Given exercise
Please answer these questions from the article on Rhyolite and Ash Meadows:
1. Who purchased the Montgomery Shoshone mine in 1906?
2. In what year were the light and power turned off in Rhyolite?
3. How far down have divers gone in the Devils' Hole?

Article
[Start]

A mill had been constructed to handle 300 tons of ore a day at the Montgomery Shoshone mine. The mine had become nationally known because Bob Montgomery once boasted he could take $10,000 a day in ore from the mine. It was later owned by Charles Schwab, who purchased it in 1906 for a reported 2 to 6 million dollars. Three railroads served the town.
The financial panic of 1907 took a toll on Rhyolite and this was the beginning of the end for the town. The second school was finished just as people began moving out and on. In the next few years mines started closing and banks failed. Newspapers went out of business, and by 1910 the production at the mill had slowed to $246,661 and there were only 611 residents in the town from a high of 8,000. In 1911 the directors voted to close down the Montgomery Shoshone mine and mill. In 1916 the light and power were finally turned off in the town.
Today we could see several remnants of Rhyolite’s glory days. Some of the walls of the three story bank building are still standing, as is part of the old jail. The train depot (privately owned) is one of the few complete buildings left in the town, as is the Bottle House. The Bottle House was restored by Paramount pictures for a Douglas Fairbanks movie in 1925. Ghost towns in remote spots appeal to artists and one came here from Belgium and built a series of statues out of a material that looks like white plastic. I thought they looked like the ghosts of the old residents of Rhyolite, but a set of twelve was labeled The Last Supper.
When we stopped for lunch at a less ghostly town nearby, the proprietor encouraged us to stop at Ash Meadows National Wildlife Refuge on our way back. We have felt skeptical about the origin of the supposedly natural lake in our campground and we were astonished to see how much water was gushing out of the ground at Ash Meadows in the middle of the Mojave Desert. Early settlers tried to harness the water and grew cotton and alfalfa there. In the 1980’s a real estate development tried to build a 30,000 home community there and they were stopped by the lowly pupfish. The gushing water comes from an underground aquifer that never would have provided enough water for 30,000 homes, but did create a unique ecosystem that was being destroyed by the construction bulldozers. The tiny pupfish live in few other places and conservationists pleaded its case and won. In 1984 the wildlife refuge was created, but it took years to restore the land and reestablish the environment. A magnificent visitor center was recently opened and boardwalks brought us to a few spots where the water was flowing at 2,800 gallons/minute. The refuge includes a deep cave called the Devils’ Hole where divers have submerged almost 500 feet and have not found the bottom. Apparently the drought and draining of other aquifers in California have not affected this area.

[End]

Given data
[Start]

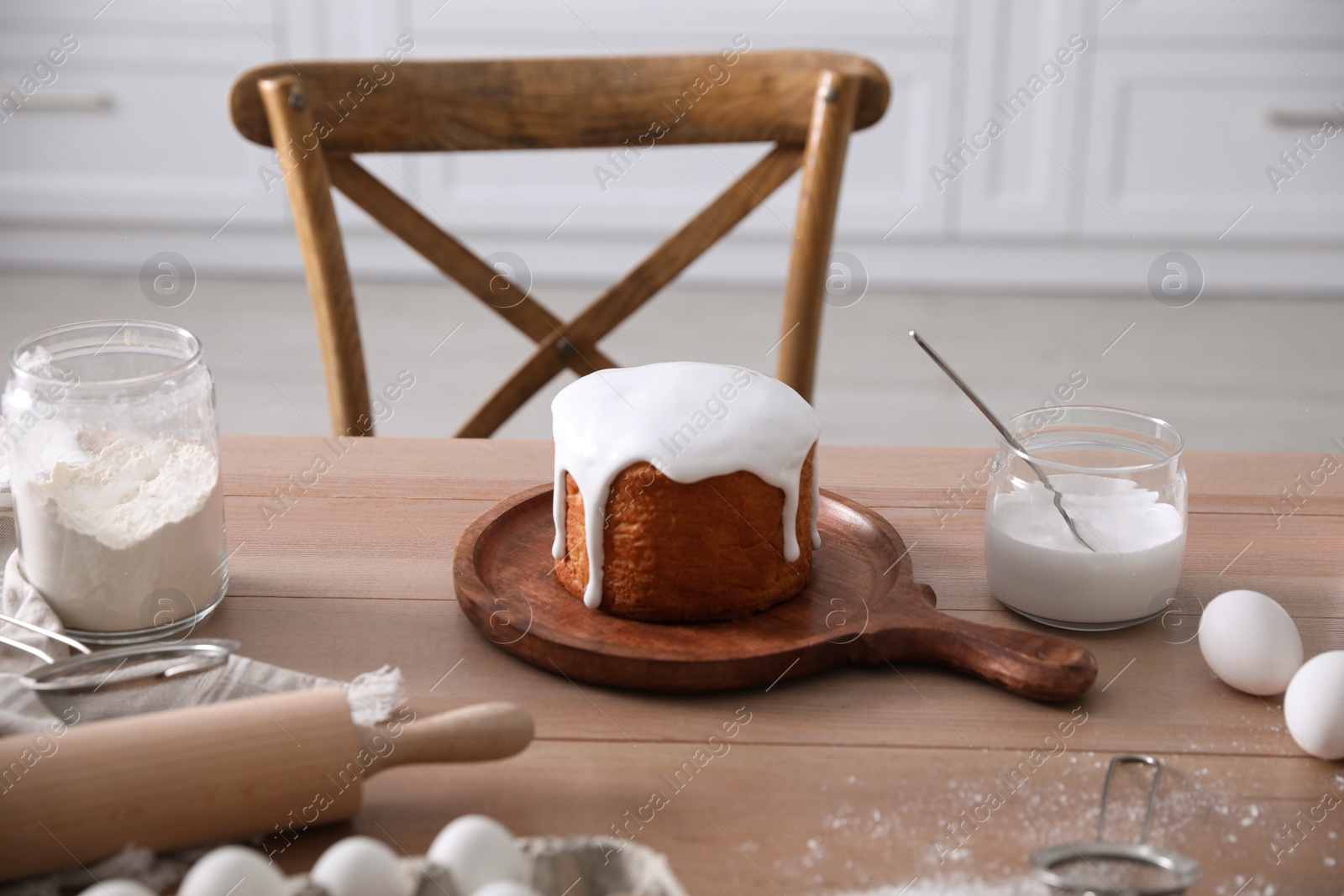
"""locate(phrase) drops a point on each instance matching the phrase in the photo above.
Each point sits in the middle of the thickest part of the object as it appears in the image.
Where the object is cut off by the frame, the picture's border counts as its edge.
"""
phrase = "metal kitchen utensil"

[End]

Output for this task
1. Charles Schwab
2. 1916
3. Almost 500 feet